[Records from a point labeling set]
— begin —

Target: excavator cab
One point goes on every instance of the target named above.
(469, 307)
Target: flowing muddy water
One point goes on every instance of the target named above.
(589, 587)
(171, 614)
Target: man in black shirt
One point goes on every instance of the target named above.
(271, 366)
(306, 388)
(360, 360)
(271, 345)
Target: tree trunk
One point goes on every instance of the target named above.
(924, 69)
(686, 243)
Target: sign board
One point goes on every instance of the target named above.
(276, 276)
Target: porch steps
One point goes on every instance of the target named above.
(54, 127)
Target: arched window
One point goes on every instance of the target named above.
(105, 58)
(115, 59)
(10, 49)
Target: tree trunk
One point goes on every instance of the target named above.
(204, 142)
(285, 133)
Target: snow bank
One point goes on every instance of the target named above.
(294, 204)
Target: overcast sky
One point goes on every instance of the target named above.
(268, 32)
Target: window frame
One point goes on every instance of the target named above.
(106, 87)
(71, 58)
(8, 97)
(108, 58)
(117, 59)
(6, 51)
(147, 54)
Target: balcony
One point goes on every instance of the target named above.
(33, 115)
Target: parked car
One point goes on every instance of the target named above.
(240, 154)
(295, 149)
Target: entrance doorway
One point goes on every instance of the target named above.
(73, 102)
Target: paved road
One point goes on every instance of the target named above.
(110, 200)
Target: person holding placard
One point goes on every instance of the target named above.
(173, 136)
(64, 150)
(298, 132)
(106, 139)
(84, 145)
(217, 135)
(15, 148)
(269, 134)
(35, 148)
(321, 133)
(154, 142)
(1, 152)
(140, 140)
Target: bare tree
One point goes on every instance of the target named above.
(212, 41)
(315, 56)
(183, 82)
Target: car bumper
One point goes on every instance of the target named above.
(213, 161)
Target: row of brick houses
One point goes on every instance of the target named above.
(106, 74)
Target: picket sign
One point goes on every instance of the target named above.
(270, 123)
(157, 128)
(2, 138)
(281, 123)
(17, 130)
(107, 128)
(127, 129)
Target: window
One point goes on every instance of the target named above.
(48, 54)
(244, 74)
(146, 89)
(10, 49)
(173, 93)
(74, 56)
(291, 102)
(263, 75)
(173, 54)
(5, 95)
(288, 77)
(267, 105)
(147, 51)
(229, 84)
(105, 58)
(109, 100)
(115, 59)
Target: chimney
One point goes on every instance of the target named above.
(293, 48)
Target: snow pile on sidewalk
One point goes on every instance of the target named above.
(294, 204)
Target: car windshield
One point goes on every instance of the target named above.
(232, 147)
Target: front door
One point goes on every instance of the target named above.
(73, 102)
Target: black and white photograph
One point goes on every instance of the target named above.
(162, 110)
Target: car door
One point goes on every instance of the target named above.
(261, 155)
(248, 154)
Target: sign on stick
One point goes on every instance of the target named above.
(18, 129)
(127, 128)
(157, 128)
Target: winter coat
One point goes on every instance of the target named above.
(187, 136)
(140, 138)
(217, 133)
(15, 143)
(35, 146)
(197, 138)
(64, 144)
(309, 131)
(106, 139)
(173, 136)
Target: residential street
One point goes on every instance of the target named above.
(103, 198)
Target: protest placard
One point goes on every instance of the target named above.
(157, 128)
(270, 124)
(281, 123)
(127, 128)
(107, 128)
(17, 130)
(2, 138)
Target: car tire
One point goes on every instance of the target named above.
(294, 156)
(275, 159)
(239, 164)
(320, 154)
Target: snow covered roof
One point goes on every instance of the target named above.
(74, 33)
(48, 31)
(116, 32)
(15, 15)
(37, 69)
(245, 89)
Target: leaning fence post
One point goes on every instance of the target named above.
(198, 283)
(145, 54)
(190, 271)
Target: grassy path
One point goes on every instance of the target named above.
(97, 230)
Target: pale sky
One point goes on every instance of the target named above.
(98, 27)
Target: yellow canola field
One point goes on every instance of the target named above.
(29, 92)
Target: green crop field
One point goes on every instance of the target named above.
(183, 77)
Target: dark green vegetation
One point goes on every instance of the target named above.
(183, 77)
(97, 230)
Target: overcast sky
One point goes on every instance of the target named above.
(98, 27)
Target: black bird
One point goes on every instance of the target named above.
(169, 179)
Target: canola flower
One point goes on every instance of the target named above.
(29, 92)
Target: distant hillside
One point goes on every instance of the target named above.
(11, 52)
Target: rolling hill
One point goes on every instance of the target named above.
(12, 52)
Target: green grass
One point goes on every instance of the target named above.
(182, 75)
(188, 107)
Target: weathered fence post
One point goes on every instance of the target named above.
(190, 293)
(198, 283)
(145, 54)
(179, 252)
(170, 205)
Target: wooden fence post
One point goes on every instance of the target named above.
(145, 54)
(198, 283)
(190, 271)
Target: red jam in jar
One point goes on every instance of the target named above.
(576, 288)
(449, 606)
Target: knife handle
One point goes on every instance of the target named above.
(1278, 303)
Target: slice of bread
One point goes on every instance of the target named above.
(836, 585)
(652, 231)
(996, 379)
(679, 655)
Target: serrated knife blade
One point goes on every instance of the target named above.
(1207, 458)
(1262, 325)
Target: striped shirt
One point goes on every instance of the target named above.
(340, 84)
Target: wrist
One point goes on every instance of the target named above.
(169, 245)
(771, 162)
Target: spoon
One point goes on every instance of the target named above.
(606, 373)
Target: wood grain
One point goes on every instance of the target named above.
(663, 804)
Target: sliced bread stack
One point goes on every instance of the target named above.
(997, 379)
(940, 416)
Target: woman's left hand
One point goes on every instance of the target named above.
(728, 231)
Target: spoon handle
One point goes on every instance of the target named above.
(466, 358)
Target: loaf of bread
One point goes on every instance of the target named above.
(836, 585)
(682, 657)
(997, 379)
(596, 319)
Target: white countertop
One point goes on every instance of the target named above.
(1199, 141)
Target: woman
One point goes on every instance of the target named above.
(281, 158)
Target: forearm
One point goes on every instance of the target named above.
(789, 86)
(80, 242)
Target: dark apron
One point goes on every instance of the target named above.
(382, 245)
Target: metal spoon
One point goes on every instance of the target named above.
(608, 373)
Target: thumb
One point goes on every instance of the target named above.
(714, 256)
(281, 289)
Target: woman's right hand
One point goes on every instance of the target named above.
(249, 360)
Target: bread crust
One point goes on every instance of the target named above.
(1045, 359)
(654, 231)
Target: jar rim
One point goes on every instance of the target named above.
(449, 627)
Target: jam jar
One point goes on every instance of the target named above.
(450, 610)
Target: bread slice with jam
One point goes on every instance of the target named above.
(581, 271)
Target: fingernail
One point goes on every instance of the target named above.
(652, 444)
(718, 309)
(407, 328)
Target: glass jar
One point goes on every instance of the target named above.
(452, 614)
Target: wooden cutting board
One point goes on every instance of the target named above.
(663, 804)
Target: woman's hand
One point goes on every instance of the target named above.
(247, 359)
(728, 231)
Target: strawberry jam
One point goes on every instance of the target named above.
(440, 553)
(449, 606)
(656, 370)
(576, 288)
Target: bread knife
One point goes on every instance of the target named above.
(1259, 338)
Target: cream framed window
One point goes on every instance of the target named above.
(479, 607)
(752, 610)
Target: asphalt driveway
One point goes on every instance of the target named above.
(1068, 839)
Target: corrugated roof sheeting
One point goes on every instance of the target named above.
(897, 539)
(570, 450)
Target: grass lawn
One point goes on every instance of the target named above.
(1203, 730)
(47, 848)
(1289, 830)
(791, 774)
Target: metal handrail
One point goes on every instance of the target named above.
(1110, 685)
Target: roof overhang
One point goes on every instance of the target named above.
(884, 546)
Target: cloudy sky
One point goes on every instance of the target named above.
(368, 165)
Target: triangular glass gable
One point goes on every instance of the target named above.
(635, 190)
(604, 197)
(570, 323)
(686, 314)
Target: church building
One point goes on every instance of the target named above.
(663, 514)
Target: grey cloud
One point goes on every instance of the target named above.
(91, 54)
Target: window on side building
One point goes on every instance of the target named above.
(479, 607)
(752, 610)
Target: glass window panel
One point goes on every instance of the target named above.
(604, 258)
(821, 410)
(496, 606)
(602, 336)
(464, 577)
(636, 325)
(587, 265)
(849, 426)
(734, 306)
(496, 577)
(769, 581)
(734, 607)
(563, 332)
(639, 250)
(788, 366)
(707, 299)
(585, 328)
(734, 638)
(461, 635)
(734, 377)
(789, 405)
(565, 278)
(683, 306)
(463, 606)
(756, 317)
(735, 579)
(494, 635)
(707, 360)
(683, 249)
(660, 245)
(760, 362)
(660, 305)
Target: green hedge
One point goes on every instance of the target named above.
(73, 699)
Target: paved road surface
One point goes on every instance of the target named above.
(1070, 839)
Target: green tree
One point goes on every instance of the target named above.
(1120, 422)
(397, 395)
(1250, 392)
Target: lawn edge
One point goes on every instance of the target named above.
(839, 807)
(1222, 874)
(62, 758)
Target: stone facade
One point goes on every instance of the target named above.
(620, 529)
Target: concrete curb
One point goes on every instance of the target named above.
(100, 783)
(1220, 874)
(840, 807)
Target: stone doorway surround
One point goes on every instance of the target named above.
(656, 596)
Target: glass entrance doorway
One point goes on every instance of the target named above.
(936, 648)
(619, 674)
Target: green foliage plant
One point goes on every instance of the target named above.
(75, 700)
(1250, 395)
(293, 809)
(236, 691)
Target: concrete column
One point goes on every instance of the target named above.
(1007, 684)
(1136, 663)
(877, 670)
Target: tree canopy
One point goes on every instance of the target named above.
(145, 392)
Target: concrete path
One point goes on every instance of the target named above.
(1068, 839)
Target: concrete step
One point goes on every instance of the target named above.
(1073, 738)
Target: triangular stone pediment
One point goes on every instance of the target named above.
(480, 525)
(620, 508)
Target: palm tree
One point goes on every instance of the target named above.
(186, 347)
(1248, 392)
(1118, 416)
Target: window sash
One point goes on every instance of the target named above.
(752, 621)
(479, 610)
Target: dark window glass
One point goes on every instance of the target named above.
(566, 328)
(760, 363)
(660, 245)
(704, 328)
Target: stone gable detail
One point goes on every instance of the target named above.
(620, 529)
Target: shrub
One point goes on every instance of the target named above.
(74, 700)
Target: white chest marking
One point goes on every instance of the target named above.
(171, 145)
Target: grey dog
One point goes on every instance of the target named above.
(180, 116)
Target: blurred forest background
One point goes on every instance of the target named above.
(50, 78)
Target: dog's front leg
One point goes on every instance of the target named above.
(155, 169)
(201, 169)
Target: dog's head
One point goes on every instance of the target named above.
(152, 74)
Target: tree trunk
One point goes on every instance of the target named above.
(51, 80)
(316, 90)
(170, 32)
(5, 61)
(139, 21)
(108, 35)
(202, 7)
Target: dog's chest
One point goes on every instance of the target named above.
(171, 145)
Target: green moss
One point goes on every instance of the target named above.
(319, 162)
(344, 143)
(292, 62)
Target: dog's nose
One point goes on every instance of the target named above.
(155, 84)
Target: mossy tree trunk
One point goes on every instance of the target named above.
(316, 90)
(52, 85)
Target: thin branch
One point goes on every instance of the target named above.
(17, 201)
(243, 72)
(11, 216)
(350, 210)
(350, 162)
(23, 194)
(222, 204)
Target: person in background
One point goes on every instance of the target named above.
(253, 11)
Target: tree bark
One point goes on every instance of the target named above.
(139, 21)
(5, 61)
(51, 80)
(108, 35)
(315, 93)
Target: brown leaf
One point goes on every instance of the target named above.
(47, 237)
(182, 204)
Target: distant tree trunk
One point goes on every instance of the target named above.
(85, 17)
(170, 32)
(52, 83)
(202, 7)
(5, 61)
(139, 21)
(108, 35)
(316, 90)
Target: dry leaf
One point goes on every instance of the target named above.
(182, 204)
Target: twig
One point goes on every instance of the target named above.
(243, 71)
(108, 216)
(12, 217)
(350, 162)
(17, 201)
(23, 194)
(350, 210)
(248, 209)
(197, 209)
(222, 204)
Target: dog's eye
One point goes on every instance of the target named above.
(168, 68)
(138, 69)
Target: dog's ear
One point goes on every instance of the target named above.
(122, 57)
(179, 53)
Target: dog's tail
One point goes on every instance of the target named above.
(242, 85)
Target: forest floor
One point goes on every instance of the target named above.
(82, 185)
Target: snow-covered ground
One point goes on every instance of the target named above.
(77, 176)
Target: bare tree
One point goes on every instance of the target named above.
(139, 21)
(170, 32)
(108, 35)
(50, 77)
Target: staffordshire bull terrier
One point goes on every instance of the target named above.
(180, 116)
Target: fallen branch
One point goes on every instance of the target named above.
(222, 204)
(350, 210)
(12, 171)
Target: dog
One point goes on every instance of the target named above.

— end —

■ Stated problem ■
Could you quote, exactly as they appear, the line containing "Target: dry leaf" and every line after it to the end of the records above?

■ Completed exercise ■
Target: dry leaf
One point goes on every instance of the target named above.
(182, 204)
Target: twig
One point goes on every instance of the target named above.
(243, 71)
(108, 216)
(12, 217)
(350, 162)
(17, 201)
(23, 194)
(350, 210)
(248, 209)
(197, 209)
(222, 204)
Target: dog's eye
One point goes on every instance of the target named above.
(168, 68)
(138, 69)
Target: dog's ear
One point goes on every instance of the target named above.
(122, 57)
(179, 53)
Target: dog's tail
One point goes on every instance of the target named above.
(242, 85)
Target: forest floor
One point goes on every instance of the target named above.
(82, 185)
Target: snow-covered ground
One point goes on every instance of the target named above.
(77, 176)
Target: bare tree
One point goes on every instance of the target named above.
(139, 21)
(170, 32)
(108, 35)
(50, 77)
Target: staffordshire bull terrier
One point goes on every instance of the target named above.
(180, 116)
Target: fallen branch
One point goes on every instance of the target named above.
(222, 204)
(350, 210)
(12, 171)
Target: dog
One point goes on every instance of the target named above.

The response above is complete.